• [DATA EXCERPTS]:
※

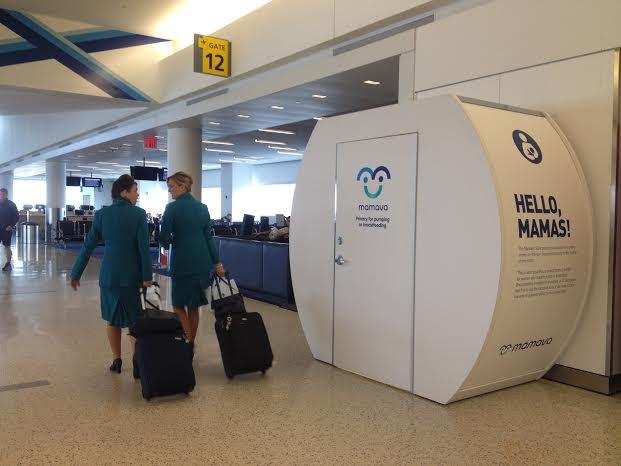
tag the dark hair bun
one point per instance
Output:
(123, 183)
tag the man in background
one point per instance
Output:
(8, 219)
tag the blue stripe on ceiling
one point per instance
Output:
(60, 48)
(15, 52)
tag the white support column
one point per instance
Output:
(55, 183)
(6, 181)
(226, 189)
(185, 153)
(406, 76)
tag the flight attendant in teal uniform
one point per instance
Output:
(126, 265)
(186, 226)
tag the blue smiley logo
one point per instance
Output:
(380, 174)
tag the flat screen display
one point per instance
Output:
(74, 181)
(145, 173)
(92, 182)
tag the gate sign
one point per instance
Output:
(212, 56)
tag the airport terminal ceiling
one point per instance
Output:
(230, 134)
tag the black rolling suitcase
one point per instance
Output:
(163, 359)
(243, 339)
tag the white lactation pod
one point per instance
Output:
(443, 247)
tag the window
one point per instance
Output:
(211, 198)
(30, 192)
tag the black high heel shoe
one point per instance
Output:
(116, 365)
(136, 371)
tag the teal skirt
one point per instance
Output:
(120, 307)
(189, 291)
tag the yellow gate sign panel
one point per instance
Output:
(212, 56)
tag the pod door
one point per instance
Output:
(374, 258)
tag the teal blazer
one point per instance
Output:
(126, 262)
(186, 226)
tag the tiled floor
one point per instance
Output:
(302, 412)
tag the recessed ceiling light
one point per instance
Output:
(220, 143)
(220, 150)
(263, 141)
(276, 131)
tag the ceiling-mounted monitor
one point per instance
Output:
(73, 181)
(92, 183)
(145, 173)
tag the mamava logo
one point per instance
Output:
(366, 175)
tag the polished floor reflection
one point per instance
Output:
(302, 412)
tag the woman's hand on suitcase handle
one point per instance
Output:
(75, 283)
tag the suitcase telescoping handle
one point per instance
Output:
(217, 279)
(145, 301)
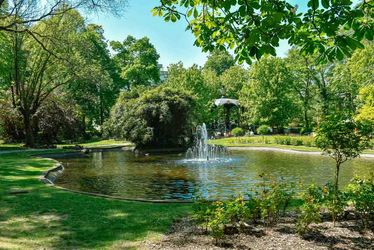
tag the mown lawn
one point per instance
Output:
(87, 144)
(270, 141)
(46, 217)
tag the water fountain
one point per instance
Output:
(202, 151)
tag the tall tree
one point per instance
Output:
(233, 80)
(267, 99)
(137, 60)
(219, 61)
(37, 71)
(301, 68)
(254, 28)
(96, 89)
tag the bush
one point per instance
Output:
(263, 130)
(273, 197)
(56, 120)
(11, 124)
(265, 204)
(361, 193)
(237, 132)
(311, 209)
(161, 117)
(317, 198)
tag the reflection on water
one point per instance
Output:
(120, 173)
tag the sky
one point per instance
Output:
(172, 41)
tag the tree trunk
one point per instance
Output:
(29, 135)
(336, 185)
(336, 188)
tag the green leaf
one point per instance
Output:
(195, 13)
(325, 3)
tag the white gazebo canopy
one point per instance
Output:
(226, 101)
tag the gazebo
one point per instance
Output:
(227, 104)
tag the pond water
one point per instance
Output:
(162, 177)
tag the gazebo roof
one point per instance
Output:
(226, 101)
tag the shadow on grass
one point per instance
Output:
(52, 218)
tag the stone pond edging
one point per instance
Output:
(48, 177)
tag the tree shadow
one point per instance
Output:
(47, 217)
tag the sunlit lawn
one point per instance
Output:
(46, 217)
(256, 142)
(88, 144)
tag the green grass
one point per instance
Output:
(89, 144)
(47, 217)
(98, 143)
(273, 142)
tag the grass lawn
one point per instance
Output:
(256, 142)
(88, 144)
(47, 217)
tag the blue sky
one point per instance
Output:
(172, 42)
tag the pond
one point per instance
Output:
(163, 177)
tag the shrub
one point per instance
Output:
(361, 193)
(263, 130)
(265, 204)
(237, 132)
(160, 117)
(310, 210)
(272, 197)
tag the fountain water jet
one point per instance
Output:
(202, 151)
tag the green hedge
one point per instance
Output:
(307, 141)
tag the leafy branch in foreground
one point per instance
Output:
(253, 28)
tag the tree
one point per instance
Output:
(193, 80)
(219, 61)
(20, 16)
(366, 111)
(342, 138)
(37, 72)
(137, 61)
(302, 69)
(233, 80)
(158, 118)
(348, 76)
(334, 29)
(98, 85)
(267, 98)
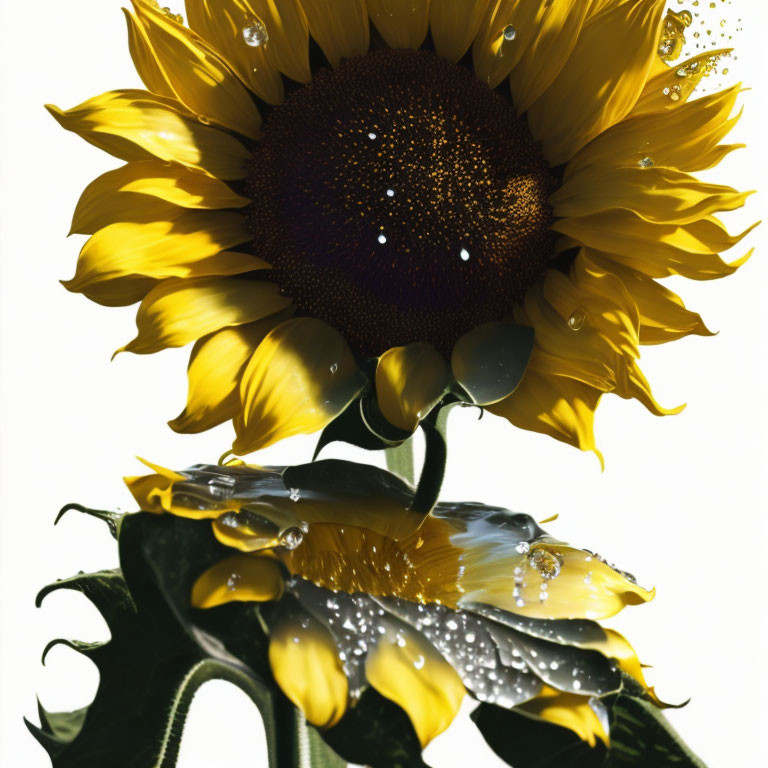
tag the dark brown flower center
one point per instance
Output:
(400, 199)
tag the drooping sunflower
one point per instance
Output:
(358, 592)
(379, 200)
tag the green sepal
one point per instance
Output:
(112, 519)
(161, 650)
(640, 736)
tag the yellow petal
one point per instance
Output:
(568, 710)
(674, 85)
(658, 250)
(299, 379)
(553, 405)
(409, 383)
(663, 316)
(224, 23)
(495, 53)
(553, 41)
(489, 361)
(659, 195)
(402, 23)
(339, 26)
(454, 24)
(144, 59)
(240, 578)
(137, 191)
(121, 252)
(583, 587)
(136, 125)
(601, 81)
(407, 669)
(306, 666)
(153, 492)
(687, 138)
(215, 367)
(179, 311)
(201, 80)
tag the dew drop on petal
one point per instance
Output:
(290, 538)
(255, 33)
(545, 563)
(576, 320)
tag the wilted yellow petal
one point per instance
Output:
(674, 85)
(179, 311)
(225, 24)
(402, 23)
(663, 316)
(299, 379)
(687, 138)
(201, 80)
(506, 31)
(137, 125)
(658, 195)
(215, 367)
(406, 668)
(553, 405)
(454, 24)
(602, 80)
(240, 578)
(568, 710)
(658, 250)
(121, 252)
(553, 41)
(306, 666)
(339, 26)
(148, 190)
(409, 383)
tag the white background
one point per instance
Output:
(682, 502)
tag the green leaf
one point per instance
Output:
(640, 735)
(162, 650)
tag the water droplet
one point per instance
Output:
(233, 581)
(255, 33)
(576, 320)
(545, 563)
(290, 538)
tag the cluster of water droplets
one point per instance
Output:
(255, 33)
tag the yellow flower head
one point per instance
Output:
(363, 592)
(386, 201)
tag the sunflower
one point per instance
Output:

※

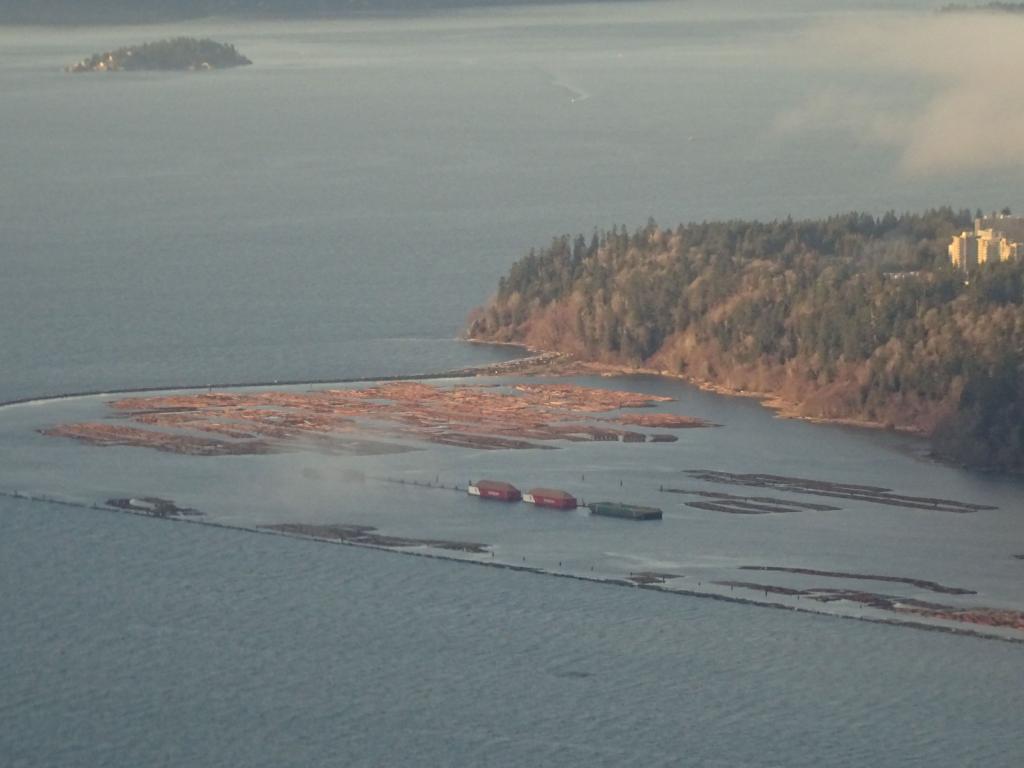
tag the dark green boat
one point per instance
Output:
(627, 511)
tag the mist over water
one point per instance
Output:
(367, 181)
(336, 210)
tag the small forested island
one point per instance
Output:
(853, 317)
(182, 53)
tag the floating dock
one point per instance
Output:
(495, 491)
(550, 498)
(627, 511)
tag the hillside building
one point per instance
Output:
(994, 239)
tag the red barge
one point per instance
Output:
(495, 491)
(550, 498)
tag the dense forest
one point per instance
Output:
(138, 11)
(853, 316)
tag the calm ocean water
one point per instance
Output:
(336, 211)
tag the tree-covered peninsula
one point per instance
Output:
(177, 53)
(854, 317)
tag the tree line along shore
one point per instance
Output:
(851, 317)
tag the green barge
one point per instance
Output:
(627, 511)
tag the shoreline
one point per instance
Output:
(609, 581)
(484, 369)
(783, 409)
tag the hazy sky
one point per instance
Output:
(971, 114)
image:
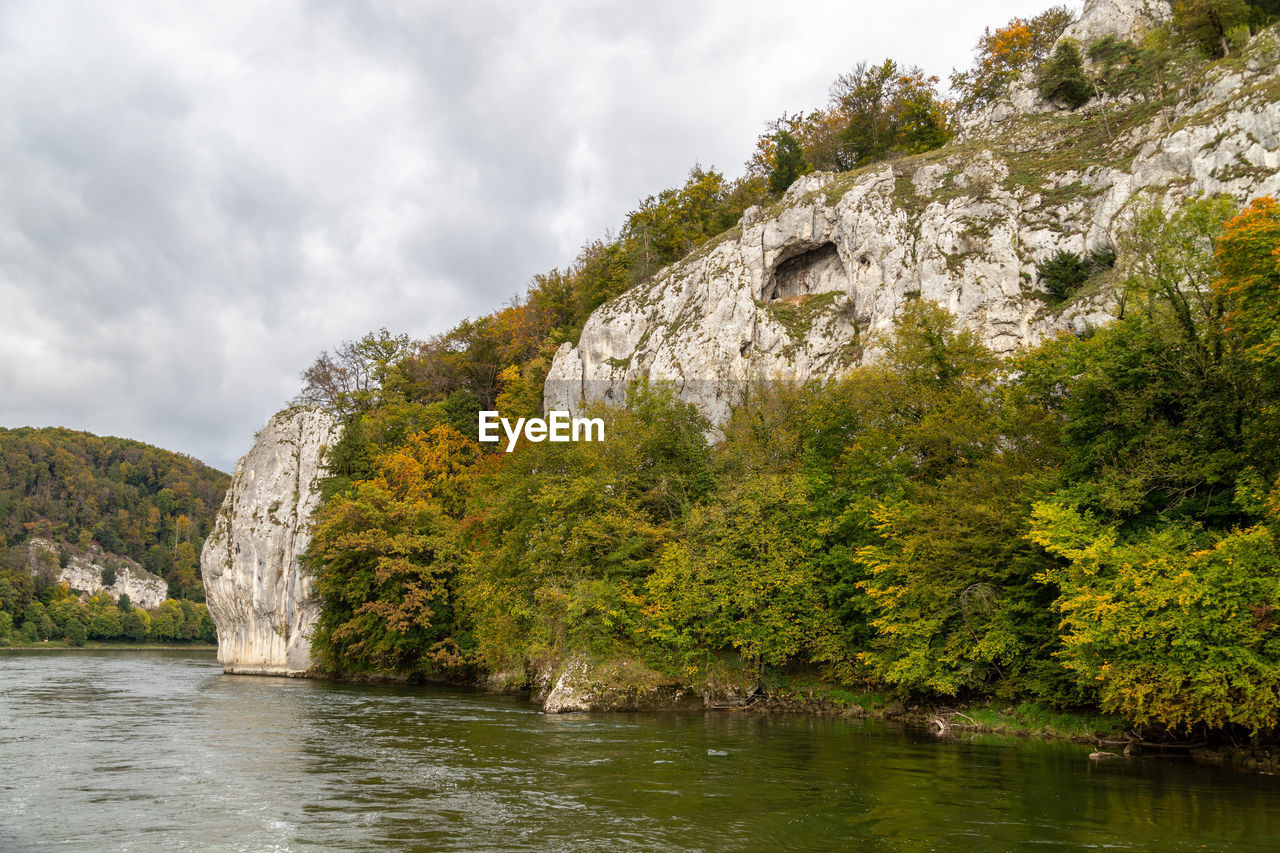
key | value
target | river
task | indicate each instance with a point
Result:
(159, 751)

※

• [WHAT IS BEING ASKED]:
Report each line in the material above that contains the word "sign", copying every such line in full.

• [OUTPUT OF THE EXERCISE]:
tag the gate sign
tag the yellow gate sign panel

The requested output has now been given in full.